━━━ Testo ━━━

Il fatto che il 15% degli studenti non termini le scuole superiori e che il tasso di drop out italiano sia tra i più alti in Europa, evidentemente per l’editorialista del Corriere della Sera non ha a che fare con le bocciature, come se l’abbandono scolastico fosse solo l’esito scontato di studenti disgraziati, privi di merito e di impegno.
Già questa percentuale dovrebbe essere sufficiente a far ragionare non tanto circa il merito o meno degli studenti, ma sulla natura delle nostre scuole. Un sistema scolastico che perde per strada il 15% dei suoi utenti dovrebbe essere immediatamente sottoposto alla lente di ingrandimento, interrogarsi sulla sua qualità e sulla sua produttività che qualunque esperto di economia assumerebbe come metro per misurarne efficienza e convenienza.
Ma se ci si preoccupa perché la scuola non boccia a sufficienza, il metro di valutazione della bontà della scuola non è più il numero dei promossi, bensì il numero dei respinti.
Nessuno potrà negare che la percentuale di quanti non giungono al compimento del corso di studi, se comunque nominalmente non può essere considerata alla voce bocciature, quantifica i tanti che la nostra scuola ancora respinge perché non in grado di trattenere.
Quindici ogni cento, tante classi ogni anno, a cui addizionare circa il 13% di studenti bocciati in prima nelle scuole superiori, spesso preludio di precoci abbandoni scolastici. È falso, dunque, che la scuola non boccia, è solo che seleziona in un modo diverso da quello che è capace di concepire l’intelligenza di Ernesto Galli della Loggia.

━━━ Voci ━━━

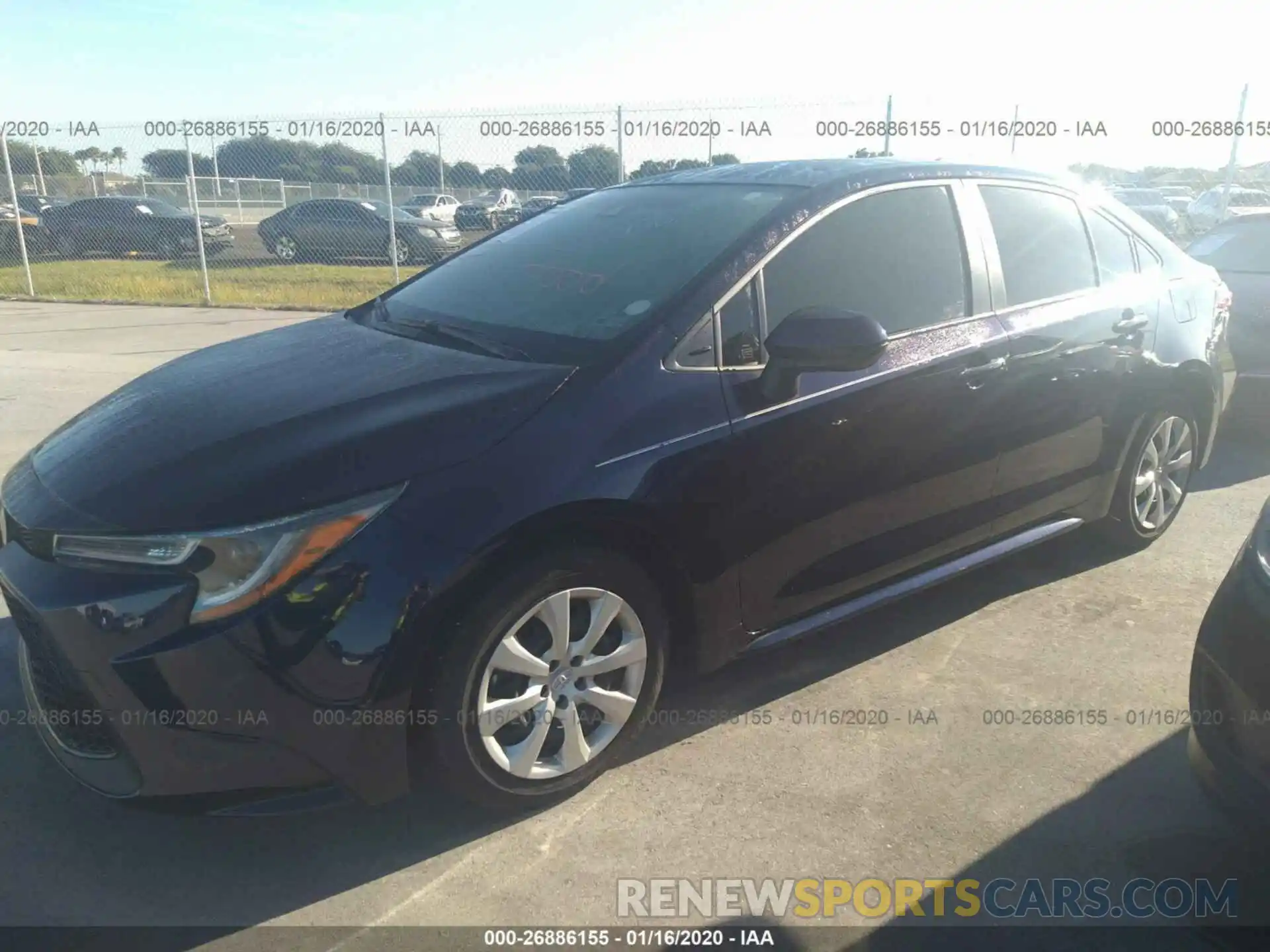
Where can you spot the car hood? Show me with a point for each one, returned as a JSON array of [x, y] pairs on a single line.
[[278, 423]]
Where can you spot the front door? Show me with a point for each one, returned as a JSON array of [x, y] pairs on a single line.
[[859, 476]]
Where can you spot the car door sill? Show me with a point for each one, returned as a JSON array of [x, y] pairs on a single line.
[[915, 583]]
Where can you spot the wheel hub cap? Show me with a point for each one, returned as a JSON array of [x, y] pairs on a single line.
[[562, 683], [1162, 474]]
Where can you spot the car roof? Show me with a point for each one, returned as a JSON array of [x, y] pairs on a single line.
[[813, 173]]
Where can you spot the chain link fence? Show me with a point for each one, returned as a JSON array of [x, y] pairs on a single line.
[[324, 212]]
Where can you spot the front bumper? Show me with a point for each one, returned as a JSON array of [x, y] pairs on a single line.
[[308, 691], [1230, 694]]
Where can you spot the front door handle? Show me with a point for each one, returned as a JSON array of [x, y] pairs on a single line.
[[1130, 323], [980, 370]]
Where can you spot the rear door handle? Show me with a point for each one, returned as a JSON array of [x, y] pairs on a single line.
[[1130, 323]]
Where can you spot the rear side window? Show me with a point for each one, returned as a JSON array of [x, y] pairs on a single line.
[[1040, 238], [1238, 248], [1113, 249], [896, 257]]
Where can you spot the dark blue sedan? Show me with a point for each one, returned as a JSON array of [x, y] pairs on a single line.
[[452, 535]]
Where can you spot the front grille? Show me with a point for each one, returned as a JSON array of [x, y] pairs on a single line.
[[38, 542], [67, 710]]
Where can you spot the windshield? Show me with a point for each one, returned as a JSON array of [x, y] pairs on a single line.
[[556, 286], [1141, 197], [160, 208]]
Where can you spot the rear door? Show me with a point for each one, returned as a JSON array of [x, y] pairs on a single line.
[[863, 475], [1076, 325]]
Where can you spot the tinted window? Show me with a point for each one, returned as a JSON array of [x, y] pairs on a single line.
[[587, 272], [698, 348], [1040, 238], [738, 323], [1238, 248], [1113, 249], [896, 257]]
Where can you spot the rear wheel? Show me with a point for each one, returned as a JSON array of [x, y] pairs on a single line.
[[549, 678], [285, 248], [1155, 479]]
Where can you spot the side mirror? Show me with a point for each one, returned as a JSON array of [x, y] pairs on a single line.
[[827, 339], [818, 339]]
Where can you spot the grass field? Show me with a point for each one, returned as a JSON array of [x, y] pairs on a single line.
[[148, 282]]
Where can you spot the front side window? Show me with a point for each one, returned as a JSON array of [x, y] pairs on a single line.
[[1042, 243], [559, 285], [896, 257], [1148, 262], [1113, 249]]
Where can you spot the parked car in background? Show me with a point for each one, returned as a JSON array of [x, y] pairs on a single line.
[[1240, 251], [484, 504], [436, 207], [1179, 197], [349, 227], [536, 205], [489, 210], [1206, 211], [33, 235], [37, 205], [1152, 206], [120, 225], [1228, 742]]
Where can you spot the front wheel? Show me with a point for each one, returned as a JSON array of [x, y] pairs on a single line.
[[1155, 479], [549, 678]]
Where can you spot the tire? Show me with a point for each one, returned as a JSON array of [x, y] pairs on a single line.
[[285, 248], [1126, 526], [468, 674], [66, 245]]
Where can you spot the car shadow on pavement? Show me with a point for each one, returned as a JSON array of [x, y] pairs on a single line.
[[1146, 819], [88, 861]]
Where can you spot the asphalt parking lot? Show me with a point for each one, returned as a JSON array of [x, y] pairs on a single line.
[[1062, 626]]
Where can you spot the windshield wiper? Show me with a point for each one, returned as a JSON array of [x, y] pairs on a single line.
[[441, 331]]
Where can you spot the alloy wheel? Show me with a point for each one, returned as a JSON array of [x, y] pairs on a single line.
[[1162, 474], [285, 248], [562, 683]]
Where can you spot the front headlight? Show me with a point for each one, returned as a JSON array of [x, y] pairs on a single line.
[[237, 568]]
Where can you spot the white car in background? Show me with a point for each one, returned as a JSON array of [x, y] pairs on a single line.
[[1206, 211], [436, 207]]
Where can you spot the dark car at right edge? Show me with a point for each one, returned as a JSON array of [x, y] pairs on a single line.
[[454, 535]]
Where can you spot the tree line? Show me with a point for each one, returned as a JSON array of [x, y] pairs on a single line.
[[535, 168], [59, 161]]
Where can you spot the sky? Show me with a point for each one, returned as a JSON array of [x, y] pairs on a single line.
[[790, 65]]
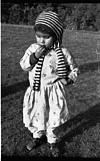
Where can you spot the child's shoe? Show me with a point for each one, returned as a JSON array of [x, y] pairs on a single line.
[[36, 142], [54, 150]]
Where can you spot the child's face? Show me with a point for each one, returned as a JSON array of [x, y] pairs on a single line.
[[44, 39]]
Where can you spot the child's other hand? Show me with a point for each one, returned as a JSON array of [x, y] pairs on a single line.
[[64, 81], [40, 50]]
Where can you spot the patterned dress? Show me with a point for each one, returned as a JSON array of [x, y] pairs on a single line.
[[46, 109]]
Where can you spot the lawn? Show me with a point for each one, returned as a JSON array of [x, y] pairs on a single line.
[[80, 136]]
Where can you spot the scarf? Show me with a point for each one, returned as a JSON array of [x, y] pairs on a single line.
[[62, 68]]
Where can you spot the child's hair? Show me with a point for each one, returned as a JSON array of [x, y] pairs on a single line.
[[46, 30]]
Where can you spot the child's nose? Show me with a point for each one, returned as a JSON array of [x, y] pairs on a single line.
[[42, 40]]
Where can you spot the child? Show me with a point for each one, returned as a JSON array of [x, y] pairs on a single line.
[[51, 68]]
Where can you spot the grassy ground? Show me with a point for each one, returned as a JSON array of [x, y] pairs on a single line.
[[80, 136]]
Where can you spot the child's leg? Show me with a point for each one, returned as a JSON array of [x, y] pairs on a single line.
[[58, 113], [34, 113]]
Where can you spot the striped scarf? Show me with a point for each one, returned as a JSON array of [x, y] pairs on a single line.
[[62, 70]]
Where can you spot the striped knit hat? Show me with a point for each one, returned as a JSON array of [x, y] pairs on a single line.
[[51, 20]]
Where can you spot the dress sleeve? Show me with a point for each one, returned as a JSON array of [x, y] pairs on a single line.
[[72, 64], [28, 61]]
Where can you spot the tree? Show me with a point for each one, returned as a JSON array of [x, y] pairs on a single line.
[[16, 14]]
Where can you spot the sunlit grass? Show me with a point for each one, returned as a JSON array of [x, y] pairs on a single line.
[[80, 136]]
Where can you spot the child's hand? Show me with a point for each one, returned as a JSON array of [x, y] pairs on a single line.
[[64, 81], [40, 50]]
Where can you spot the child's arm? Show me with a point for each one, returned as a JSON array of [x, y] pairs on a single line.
[[25, 61], [72, 76], [31, 57]]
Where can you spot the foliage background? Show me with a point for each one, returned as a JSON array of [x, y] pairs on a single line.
[[79, 16]]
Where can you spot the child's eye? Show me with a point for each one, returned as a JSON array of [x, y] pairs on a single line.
[[47, 36]]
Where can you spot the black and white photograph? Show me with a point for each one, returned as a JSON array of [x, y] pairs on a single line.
[[50, 80]]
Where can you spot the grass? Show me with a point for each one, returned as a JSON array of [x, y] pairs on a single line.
[[80, 136]]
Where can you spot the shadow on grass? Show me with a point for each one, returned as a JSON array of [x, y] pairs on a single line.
[[23, 85], [89, 67], [79, 123]]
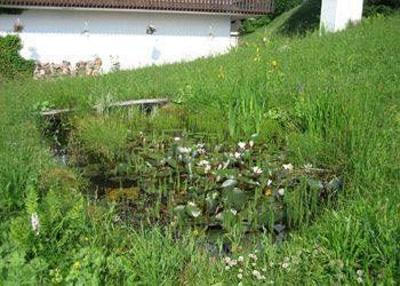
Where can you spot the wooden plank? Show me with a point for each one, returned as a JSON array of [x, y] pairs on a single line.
[[128, 103]]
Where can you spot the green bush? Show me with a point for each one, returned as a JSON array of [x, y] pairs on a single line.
[[280, 6], [11, 62]]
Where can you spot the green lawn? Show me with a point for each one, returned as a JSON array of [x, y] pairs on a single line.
[[331, 101]]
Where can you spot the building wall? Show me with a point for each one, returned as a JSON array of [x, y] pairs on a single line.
[[51, 35]]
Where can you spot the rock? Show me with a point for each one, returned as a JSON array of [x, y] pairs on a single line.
[[49, 70]]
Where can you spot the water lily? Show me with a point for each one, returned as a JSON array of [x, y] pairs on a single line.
[[203, 163], [257, 170], [242, 145], [183, 150], [229, 183], [233, 211], [307, 166], [35, 223], [288, 167], [253, 256], [285, 265]]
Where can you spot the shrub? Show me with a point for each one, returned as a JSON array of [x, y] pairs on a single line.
[[11, 62], [280, 6]]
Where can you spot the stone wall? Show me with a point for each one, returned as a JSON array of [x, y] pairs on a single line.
[[50, 70]]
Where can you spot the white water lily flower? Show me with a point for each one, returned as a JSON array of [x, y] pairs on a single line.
[[184, 150], [194, 211], [257, 170], [35, 223], [307, 166], [233, 262], [229, 183], [288, 167], [242, 145], [226, 164], [285, 265], [257, 274], [253, 256]]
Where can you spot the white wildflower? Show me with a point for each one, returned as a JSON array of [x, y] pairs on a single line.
[[35, 223], [285, 265], [307, 166], [184, 150], [233, 262], [257, 274], [288, 167], [226, 164], [257, 170], [253, 256], [242, 145], [203, 163]]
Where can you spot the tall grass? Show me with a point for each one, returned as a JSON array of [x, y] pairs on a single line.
[[331, 101]]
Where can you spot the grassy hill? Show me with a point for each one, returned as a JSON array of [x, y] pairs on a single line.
[[331, 101]]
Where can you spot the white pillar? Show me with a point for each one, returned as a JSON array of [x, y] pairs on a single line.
[[337, 14]]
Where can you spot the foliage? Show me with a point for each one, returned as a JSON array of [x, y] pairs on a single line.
[[331, 101], [11, 62]]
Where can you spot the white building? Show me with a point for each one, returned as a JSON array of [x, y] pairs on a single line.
[[336, 15], [134, 33]]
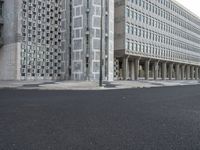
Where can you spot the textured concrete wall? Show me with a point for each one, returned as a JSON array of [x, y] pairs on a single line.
[[10, 52], [119, 25]]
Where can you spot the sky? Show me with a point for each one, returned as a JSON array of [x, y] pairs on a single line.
[[192, 5]]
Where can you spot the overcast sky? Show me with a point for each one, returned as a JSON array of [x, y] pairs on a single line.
[[192, 5]]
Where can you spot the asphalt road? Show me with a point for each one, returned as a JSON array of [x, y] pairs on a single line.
[[136, 119]]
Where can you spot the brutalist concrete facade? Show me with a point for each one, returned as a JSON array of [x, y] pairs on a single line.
[[157, 39], [32, 40], [85, 39]]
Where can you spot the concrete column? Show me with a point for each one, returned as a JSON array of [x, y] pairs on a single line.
[[170, 71], [188, 72], [192, 72], [147, 63], [182, 72], [177, 72], [137, 63], [132, 69], [164, 70], [196, 73], [155, 70], [125, 68]]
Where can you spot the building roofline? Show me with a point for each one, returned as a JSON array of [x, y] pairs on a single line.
[[186, 9]]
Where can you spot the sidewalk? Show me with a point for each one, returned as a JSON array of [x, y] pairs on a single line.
[[89, 85]]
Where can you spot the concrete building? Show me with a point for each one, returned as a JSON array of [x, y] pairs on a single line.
[[31, 40], [83, 32], [157, 39]]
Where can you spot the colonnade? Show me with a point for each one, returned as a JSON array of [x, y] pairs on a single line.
[[135, 68]]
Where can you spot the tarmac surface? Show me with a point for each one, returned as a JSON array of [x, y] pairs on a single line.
[[159, 118]]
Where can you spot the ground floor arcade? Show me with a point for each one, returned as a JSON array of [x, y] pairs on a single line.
[[135, 68]]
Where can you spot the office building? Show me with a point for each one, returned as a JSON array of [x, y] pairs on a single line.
[[31, 40], [84, 32], [156, 39]]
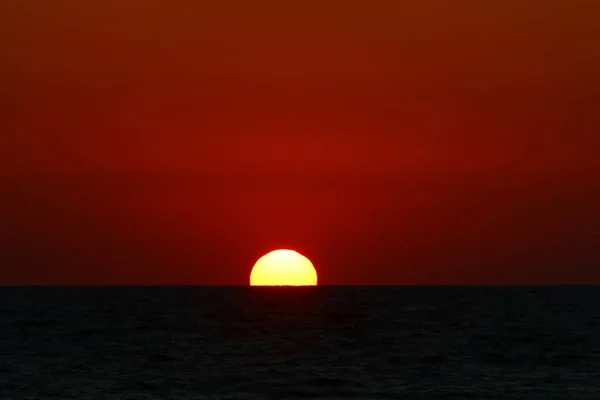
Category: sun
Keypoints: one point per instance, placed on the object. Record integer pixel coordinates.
(283, 268)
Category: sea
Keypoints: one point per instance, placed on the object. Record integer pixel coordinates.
(387, 342)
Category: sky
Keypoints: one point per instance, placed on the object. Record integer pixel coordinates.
(414, 142)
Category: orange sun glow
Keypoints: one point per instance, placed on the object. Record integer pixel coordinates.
(283, 268)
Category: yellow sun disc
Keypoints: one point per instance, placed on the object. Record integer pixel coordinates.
(283, 268)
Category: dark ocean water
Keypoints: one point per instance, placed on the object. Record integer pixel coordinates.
(279, 343)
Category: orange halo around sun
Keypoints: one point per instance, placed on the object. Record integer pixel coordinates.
(283, 268)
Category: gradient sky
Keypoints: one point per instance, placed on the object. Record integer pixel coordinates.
(423, 142)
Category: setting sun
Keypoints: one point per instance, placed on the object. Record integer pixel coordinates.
(283, 268)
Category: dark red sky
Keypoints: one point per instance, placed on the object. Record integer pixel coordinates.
(434, 142)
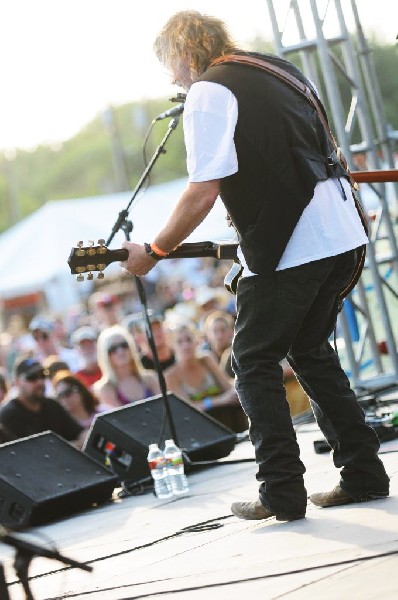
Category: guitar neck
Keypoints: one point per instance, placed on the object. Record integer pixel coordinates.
(189, 250)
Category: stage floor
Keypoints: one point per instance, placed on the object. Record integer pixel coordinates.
(138, 548)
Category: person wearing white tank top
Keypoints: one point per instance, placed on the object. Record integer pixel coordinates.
(264, 132)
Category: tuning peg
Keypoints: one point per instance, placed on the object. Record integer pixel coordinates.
(91, 250)
(80, 251)
(102, 247)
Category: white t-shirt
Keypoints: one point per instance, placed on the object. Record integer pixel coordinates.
(329, 224)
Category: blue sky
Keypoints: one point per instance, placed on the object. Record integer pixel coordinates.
(65, 61)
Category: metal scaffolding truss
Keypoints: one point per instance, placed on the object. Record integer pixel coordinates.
(341, 66)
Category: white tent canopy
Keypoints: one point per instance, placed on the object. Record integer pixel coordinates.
(34, 253)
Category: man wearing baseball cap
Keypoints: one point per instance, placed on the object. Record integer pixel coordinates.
(31, 411)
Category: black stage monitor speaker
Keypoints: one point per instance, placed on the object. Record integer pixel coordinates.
(122, 436)
(43, 477)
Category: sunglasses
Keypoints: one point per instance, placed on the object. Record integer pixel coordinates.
(113, 347)
(67, 392)
(35, 376)
(40, 336)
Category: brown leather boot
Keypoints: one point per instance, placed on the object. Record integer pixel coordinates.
(256, 511)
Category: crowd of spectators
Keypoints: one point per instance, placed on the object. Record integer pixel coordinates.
(103, 358)
(58, 373)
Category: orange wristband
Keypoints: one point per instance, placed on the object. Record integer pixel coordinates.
(158, 250)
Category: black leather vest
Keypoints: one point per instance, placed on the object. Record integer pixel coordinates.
(283, 152)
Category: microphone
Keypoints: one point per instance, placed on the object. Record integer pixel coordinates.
(172, 112)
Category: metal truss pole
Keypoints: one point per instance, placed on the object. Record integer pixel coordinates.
(332, 63)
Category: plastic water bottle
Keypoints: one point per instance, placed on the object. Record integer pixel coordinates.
(157, 465)
(175, 468)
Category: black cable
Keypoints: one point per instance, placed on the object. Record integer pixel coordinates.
(236, 581)
(202, 526)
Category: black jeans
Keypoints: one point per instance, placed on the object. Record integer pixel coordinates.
(292, 314)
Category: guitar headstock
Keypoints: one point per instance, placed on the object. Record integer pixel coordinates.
(89, 259)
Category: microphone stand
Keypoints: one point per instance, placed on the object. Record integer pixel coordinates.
(126, 225)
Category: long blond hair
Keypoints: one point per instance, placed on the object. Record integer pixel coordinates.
(104, 341)
(189, 32)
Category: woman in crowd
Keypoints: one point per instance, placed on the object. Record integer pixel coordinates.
(123, 379)
(4, 385)
(219, 331)
(76, 398)
(197, 377)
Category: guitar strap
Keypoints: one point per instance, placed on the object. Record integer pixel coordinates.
(316, 103)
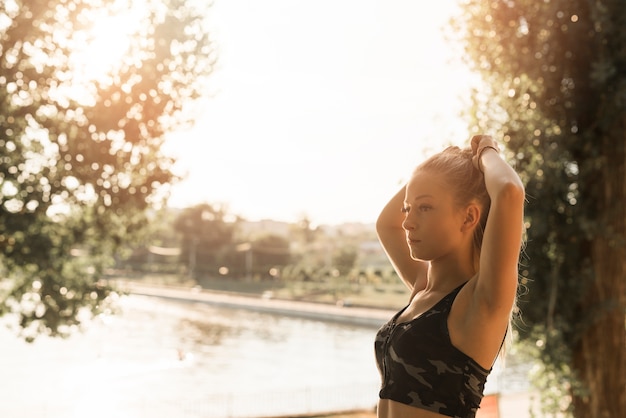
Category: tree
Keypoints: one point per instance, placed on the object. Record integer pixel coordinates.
(206, 235)
(81, 159)
(555, 91)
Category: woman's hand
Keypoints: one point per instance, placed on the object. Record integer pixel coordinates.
(480, 143)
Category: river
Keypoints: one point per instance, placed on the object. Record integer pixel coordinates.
(158, 358)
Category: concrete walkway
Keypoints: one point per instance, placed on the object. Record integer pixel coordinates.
(362, 316)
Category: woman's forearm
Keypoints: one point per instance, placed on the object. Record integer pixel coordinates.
(499, 176)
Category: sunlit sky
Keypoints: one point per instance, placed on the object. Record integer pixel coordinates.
(320, 108)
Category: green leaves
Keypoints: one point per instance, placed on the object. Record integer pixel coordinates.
(81, 154)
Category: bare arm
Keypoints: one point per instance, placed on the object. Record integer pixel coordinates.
(498, 271)
(393, 240)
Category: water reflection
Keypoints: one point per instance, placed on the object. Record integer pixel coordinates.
(160, 359)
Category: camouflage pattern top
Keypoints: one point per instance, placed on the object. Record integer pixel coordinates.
(420, 367)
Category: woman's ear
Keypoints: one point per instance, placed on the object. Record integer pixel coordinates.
(472, 217)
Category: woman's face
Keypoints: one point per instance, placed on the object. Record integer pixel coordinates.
(432, 221)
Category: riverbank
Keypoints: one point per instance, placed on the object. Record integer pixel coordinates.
(507, 394)
(356, 315)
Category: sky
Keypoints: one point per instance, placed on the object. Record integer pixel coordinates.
(320, 109)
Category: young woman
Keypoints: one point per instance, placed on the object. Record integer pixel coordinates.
(453, 235)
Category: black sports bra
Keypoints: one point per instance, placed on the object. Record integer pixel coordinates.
(420, 367)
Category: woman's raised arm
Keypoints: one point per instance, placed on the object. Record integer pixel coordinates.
(499, 257)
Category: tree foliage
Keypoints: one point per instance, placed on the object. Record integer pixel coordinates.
(554, 75)
(206, 236)
(82, 159)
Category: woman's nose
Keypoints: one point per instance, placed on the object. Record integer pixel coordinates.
(407, 224)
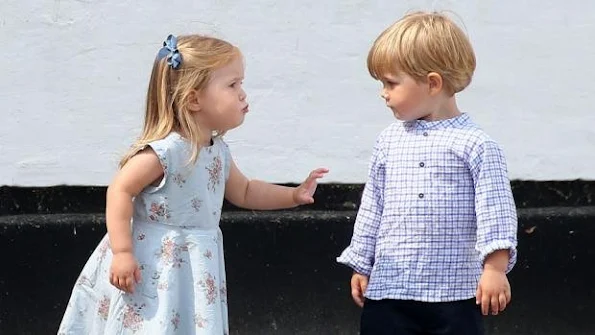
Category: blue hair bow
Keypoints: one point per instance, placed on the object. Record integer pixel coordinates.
(170, 50)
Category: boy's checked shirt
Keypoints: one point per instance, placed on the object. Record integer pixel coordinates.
(437, 202)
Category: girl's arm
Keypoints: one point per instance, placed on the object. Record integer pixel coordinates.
(259, 195)
(141, 170)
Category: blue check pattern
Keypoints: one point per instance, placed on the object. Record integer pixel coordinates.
(437, 202)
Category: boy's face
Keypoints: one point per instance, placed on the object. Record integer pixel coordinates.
(406, 97)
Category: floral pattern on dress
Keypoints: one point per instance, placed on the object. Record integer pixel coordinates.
(103, 309)
(103, 247)
(214, 169)
(170, 253)
(208, 284)
(178, 246)
(132, 318)
(159, 211)
(200, 321)
(196, 203)
(175, 319)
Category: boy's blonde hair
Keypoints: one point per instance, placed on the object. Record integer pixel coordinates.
(169, 91)
(421, 43)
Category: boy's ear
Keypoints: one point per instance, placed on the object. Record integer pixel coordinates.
(194, 101)
(435, 82)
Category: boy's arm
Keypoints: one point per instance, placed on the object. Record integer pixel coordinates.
(359, 255)
(494, 207)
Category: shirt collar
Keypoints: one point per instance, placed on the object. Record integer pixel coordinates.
(454, 122)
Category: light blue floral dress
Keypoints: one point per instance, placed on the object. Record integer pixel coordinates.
(179, 247)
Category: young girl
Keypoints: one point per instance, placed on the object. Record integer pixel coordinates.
(160, 269)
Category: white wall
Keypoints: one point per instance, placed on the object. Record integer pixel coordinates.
(74, 75)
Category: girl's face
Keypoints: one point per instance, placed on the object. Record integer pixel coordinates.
(222, 104)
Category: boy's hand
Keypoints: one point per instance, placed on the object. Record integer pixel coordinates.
(493, 291)
(359, 284)
(124, 272)
(303, 194)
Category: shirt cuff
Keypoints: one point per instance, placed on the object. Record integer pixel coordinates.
(351, 258)
(500, 245)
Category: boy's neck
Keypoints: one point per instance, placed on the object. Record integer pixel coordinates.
(444, 109)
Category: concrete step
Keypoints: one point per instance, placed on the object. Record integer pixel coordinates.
(282, 274)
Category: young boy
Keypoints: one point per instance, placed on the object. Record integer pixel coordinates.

━━━

◆ Richiesta scritta 1:
Rispondi a queste domande sul testo sull'abbandono scolastico:
(a) Quale percentuale di studenti non termina le scuole superiori?
(b) Quale percentuale di studenti viene bocciata in prima nelle scuole superiori?
(c) Per quale giornale scrive l'editorialista citato?
◆ Richiesta scritta 2: Riproduci con precisione una parte del testo sull'abbandono scolastico: comincia dalle parole "Già questa percentuale" e fermati dopo le parole "numero dei respinti.".
◆ Richiesta scritta 3: Riprendi il testo sull'abbandono scolastico e proseguilo dal punto in cui si interrompe.

◆ Risposta 1:
(a) Il 15% degli studenti.
(b) Circa il 13% degli studenti.
(c) Per il Corriere della Sera.

◆ Risposta 2:
Già questa percentuale dovrebbe essere sufficiente a far ragionare non tanto circa il merito o meno degli studenti, ma sulla natura delle nostre scuole. Un sistema scolastico che perde per strada il 15% dei suoi utenti dovrebbe essere immediatamente sottoposto alla lente di ingrandimento, interrogarsi sulla sua qualità e sulla sua produttività che qualunque esperto di economia assumerebbe come metro per misurarne efficienza e convenienza.
Ma se ci si preoccupa perché la scuola non boccia a sufficienza, il metro di valutazione della bontà della scuola non è più il numero dei promossi, bensì il numero dei respinti.

◆ Risposta 3:
Cosa costa al paese perdere allo studio dal punto di vista delle risorse umane ed economiche così tante ragazze e tanti ragazzi, che andranno a ingrossare quel 27% di neet, giovani tra i 15 e i 29 anni, che non fanno nulla?
Perché dobbiamo continuare ad alimentare il pensiero negativo della scuola italiana che non serve perché non boccia?
Evidentemente il nostro teorico del pensiero ‘usa e getta’ deve appartenere a quella specie italiana a cui ancora viene l’orticaria alla sola espressione “Non uno di meno” o alla sola evocazione di don Milani e della sua “Lettera ad una professoressa”, considerati sciagure della scuola italiana.
Questi pensatori italici, però, potrebbero risparmiarci i luoghi comuni, i pensieri a scorciatoia, e considerare che quando si pretende di ragionare di scuola si entra in un campo complesso come tutti i sistemi. Non sorge il sospetto che dire che la scuola italiana non funziona perché non boccia sia una conclusione un po’ troppo affrettata? È davvero difficile pensare che nella scuola agiscono così tante variabili che prima di ogni altro discorso dovrebbero essere prese in attenta considerazione? Forse quando si parla di scuola non si vedono, ma basterebbe aprire un po’ di più gli occhi e allora apparirebbe una scuola fatta di studenti, famiglie, comunità, istituti, insegnanti e insegnamento; insomma il successo scolastico, la conquista dei saperi sono un itinerario molto più articolato e rischioso dei soli banchi, cattedre, voti e registri.
L’ha capito anche l’Ocse da tempo, basterebbe di tanto in tanto leggere qualche rapporto.
L’Organizzazione per la cooperazione e lo sviluppo economico sostiene che non è la sola preparazione e determinare l’insuccesso scolastico. E che sarebbe meglio, anziché bocciare, dedicare più attenzione agli studenti fragili. Gli esperti Ocse non hanno dubbi, la bocciatura, in pratica, non ha evidenti benefici per gli studenti e per i sistemi scolastici nel loro complesso. La bocciatura è solo un modo costoso di affrontare il problema degli insuccessi, perché fermando gli alunni la probabilità che abbandonino gli studi sale.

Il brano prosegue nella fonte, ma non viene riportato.